Lines from the entries below that hold "bridge" form the answer; copy all of them.

= = =

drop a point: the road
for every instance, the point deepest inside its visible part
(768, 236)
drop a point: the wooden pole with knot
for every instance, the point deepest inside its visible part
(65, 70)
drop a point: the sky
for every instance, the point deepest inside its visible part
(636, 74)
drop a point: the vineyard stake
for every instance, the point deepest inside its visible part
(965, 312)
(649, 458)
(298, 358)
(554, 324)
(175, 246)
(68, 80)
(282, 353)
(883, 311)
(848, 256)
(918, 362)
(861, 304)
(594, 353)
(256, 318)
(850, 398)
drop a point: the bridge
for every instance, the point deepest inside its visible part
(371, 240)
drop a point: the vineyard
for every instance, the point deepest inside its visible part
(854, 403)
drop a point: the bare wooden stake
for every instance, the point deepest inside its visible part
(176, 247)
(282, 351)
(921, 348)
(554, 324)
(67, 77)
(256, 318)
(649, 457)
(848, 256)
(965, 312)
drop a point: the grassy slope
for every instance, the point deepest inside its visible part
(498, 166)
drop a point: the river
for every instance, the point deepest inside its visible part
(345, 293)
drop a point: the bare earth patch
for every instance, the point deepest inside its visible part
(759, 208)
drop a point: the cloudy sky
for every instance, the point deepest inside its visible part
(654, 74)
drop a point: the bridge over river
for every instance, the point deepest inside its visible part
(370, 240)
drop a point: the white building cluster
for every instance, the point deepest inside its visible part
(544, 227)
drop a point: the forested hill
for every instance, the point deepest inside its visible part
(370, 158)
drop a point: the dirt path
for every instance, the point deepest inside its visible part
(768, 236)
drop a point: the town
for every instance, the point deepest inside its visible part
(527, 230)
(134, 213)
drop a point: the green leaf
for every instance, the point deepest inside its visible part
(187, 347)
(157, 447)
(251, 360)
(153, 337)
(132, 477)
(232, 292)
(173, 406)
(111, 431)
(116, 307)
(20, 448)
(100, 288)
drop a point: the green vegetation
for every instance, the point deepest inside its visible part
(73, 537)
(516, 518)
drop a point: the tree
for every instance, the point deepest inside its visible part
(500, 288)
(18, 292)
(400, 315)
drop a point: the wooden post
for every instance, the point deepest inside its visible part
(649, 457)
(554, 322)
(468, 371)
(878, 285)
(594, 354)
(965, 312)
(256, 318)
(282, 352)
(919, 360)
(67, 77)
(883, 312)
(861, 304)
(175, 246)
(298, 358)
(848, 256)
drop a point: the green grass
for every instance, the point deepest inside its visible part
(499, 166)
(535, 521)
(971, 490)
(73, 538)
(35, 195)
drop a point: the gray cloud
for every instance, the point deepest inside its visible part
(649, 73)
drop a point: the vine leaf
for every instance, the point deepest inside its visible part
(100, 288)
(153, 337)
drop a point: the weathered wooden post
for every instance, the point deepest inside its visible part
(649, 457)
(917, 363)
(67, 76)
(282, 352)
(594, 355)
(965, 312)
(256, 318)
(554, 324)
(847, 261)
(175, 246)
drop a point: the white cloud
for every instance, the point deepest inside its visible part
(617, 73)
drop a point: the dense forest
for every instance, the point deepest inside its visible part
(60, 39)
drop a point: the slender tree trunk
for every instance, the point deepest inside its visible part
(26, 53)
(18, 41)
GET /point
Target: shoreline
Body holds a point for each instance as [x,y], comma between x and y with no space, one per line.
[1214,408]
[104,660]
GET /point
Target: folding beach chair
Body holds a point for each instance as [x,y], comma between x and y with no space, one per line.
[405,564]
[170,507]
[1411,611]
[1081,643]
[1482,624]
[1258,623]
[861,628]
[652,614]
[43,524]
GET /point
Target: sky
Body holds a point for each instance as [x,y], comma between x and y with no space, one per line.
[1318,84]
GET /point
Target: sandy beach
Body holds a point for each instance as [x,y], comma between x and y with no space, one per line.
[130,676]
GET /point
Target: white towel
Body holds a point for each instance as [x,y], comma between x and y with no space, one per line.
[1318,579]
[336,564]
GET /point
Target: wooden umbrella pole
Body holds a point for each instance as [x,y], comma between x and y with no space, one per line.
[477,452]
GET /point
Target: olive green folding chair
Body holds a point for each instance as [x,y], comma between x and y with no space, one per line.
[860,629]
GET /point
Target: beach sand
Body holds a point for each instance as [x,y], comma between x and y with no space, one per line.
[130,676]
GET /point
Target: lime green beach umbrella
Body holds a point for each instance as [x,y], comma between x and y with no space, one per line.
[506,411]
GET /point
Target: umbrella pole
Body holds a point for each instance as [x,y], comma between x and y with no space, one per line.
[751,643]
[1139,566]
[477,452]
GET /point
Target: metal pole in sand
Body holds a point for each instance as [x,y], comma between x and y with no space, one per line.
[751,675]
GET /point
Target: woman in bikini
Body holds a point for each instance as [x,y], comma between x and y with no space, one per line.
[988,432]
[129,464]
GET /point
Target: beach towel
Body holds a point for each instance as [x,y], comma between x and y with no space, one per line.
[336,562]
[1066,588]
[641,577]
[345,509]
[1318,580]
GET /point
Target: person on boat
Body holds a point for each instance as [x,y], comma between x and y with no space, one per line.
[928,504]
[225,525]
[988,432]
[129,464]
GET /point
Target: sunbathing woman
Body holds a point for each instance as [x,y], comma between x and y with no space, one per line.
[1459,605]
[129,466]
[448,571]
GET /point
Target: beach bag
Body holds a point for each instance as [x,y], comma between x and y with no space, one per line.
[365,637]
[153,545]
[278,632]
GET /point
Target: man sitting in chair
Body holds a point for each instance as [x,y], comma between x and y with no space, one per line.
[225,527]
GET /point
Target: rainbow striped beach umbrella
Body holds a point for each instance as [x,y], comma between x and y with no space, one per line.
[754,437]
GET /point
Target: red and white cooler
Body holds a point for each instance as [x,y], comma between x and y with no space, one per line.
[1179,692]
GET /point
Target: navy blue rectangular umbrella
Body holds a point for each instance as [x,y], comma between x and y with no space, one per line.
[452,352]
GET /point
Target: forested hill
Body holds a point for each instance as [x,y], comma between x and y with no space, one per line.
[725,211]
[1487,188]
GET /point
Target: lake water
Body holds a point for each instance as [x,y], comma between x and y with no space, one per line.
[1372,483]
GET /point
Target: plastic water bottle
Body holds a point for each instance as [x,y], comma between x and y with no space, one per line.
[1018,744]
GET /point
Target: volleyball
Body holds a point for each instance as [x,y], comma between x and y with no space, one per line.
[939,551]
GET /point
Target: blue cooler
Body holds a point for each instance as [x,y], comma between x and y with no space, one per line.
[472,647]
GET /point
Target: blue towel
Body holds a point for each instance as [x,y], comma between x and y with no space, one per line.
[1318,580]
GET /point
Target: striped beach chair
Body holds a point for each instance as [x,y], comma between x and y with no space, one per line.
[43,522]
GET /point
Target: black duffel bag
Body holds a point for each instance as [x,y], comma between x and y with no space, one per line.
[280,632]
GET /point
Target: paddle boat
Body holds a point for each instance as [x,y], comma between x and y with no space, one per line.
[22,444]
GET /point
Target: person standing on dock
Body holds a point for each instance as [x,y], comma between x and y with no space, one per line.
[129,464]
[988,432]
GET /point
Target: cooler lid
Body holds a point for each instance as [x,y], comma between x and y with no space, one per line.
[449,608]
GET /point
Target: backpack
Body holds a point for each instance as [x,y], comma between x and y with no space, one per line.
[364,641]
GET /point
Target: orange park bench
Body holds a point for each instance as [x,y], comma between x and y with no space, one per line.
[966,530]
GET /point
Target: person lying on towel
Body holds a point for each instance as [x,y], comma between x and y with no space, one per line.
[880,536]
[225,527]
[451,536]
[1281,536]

= = =

--- Answer to this exercise ---
drop a point: the bridge
drop a point: the bridge over river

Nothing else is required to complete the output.